**DIRECTION**
Transcribe the records that follow exactly. Skip the pictures.

**SUPPLIED DATA**

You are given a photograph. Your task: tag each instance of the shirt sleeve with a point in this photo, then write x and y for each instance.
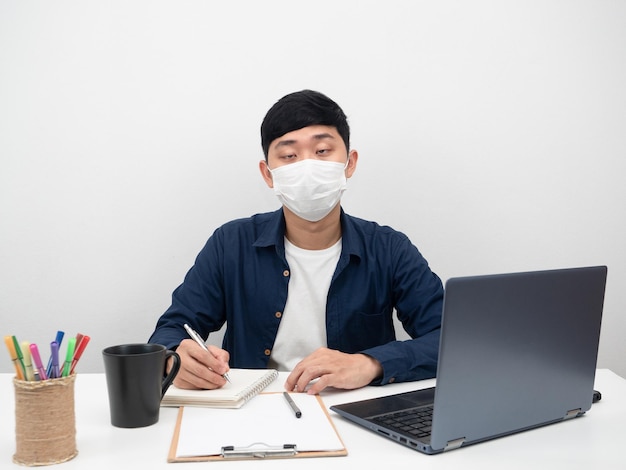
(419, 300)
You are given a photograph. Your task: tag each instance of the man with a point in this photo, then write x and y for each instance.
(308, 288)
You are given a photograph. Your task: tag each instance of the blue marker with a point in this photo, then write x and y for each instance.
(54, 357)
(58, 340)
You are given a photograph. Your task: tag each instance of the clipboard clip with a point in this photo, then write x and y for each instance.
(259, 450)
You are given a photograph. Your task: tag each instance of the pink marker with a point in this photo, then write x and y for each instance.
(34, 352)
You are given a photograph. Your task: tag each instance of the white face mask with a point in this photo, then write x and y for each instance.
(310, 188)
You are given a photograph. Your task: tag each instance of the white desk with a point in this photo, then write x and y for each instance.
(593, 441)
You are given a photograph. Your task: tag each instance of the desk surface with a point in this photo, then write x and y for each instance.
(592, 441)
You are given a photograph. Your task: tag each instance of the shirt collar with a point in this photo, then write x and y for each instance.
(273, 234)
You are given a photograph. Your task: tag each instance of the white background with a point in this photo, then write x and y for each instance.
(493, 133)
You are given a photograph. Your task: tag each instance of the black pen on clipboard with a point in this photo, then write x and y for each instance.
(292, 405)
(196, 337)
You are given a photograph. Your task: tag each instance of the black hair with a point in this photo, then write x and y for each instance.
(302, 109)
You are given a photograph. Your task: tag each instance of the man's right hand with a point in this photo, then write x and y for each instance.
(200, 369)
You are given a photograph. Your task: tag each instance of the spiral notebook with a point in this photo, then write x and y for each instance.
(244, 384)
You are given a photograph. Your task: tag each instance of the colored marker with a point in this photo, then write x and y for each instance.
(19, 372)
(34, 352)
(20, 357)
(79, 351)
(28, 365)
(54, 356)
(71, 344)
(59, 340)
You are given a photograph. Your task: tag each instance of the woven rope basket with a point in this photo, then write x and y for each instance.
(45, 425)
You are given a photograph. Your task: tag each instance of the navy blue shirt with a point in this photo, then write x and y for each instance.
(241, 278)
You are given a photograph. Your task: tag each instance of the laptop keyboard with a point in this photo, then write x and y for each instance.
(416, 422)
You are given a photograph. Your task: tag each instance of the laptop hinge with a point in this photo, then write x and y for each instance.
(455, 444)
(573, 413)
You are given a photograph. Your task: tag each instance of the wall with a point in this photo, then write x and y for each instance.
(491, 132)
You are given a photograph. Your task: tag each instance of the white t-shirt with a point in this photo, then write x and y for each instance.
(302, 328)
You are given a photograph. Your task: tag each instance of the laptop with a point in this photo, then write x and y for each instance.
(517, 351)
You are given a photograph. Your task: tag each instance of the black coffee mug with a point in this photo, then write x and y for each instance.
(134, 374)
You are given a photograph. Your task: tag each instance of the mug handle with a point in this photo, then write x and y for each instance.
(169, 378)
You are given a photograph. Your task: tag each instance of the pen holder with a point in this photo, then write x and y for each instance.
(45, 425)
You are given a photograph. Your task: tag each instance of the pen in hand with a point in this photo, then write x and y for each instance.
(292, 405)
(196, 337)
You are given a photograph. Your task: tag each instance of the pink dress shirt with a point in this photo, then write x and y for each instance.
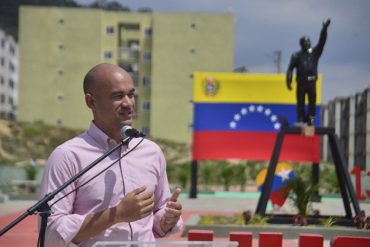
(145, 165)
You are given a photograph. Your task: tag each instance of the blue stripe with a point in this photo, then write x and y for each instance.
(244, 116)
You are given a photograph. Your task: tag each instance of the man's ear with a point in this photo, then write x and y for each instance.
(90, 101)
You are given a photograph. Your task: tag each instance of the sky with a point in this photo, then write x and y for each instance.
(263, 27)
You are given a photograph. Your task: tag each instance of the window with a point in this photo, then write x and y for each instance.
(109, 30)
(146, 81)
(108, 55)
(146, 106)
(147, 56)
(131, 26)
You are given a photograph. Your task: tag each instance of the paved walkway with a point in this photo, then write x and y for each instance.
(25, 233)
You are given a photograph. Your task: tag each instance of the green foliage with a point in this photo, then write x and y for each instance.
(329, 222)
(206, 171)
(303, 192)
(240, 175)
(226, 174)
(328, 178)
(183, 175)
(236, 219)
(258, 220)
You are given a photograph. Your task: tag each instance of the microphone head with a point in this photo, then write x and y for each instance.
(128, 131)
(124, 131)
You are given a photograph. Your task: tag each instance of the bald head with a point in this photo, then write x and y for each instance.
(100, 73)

**ANSWER TO THIS PROBLEM**
You are given a photograph. Your task: tag each instance of the shirt sleeve with a point in this photo, then write x and y for each instance.
(419, 300)
You are given a photograph. Your task: tag each instance of the man with a point in this photo, then write x and y for each instance.
(308, 288)
You are given a photograph. Your task: tag each instance of the blue marker with a point in this photo, then write x and y for each instance.
(54, 357)
(58, 340)
You are given a photograph. Your task: tag each instance of the clipboard clip with a point in this photo, then write x and y for each instance.
(259, 450)
You are given a photograph. Your task: tag each instance of the pink marker with a point in this photo, then write x and y for each instance.
(34, 352)
You are given a photograph. Your task: tag each instance of the white face mask with a point in this photo, then write x and y for each instance.
(310, 188)
You are given a photograph. Your task: tag each instance of the white desk with a point in this photo, then write x and y for each instance.
(593, 441)
You are given a photograph. Your task: tag each instance of the desk surface with a point in this photo, then write x and y for each instance.
(592, 441)
You are given a photograph. Your task: tag each instance of the shirt collar with a point in this photo, then write x and y for each instance.
(273, 234)
You are given a photograph. Your task: tag each instance of the white background with a point in this photo, then write x and y for each instance.
(493, 133)
You are given a photograph. Your task: tag each instance of the black pen on clipboard with a point in this photo, then write x and y for each instance.
(292, 405)
(196, 337)
You are given a photograph. Your task: tag each instance of the black hair with a point in this photo, then write x and y for each instance.
(302, 109)
You are given a photograph. Your task: tag each instance of the man's right hand with a point in this photo, then write x and y for each instance.
(200, 369)
You are given a photograph. Your task: tag each instance of the spiral notebook with a point in this photo, then write x and y for each instance.
(244, 384)
You are given a photograph. Your task: tag each instance of the colored marker with a point in this photo, then write x and y for each instance.
(19, 372)
(34, 352)
(20, 357)
(79, 351)
(28, 365)
(54, 356)
(71, 344)
(59, 340)
You are given a photograph. Your task: tag each instance of the woven rope basket with a point in this photo, then write x and y for each instance.
(45, 425)
You are given a photograph. Your task: tag each instance of the navy blue shirt with a point in this photo, then write x and y for each instance.
(241, 278)
You are given a photograph. Your task: tag each instance of the laptop keyboard with a point in this photo, then write x and y for each instance.
(416, 422)
You are given a photograph. Your task: tag each instance of the laptop hinge with a point in this photo, then write x and y for each instance.
(455, 444)
(573, 413)
You are given a photograph. Your task: tag each instance of the wall with a point in this photo, then write x and y for each instance.
(491, 132)
You are given a photograph. Your task: tag each instance of the white t-shirt with a point in this photo, then write x and y for each instance.
(302, 328)
You are given a photograph. Your task: tag each instance of the laptop with a point in this photo, then write x and y for each instance.
(517, 351)
You are given a photograph. Your task: tag each instance of the black coffee mug with a point in this photo, then write x and y for each instance.
(134, 374)
You are given a photograph. Your task: tag each instance of the mug handle with a point in this photo, then write x and y for each instance.
(169, 378)
You are given a photograph. Your task: tag each instance of the pen holder with a point in this photo, then write x and y for each instance.
(45, 425)
You are given a photograph. Your task: tag each instance of the pen in hand with a point in this photo, then write x and y for each instance.
(292, 405)
(196, 337)
You are given a photograph. Your task: tag each instance of the pink dress shirt with a point in this photo, then write x and y for each instance.
(145, 165)
You are given a photograph. Your task: tag each instance of the blue stripe with a point in this photo, then write x and y for each instance.
(244, 116)
You are given a photograph. Your task: tag each instance of the man's ear with a point in this photo, then write x and y for each instance.
(90, 101)
You are given a photograph. Your task: tag each instance of the sky with a point in this photo, then write x and y for each instance.
(263, 27)
You are given a photograph. Your task: tag each instance of the window with a point in this photo, then write x and y for each instance.
(109, 30)
(146, 81)
(108, 55)
(146, 106)
(147, 56)
(131, 26)
You are given a photograph. Your task: tag each instance of the paved walkway with a point in this photo, then write x and y for each instance.
(25, 233)
You are given a photograph. Your task: tag each instance of the green foliage with a point in this photo, then write x and y for each instance.
(329, 222)
(206, 171)
(303, 192)
(240, 175)
(226, 174)
(328, 178)
(183, 175)
(236, 219)
(258, 220)
You are given a photograph. Your task: tag each instance of the microphone head with a point in this photo, then write x and y for each instance.
(128, 131)
(124, 131)
You are given a photograph. Your task: tag each instance of the bald head with a point in this photo, then write x and y for each instance.
(100, 73)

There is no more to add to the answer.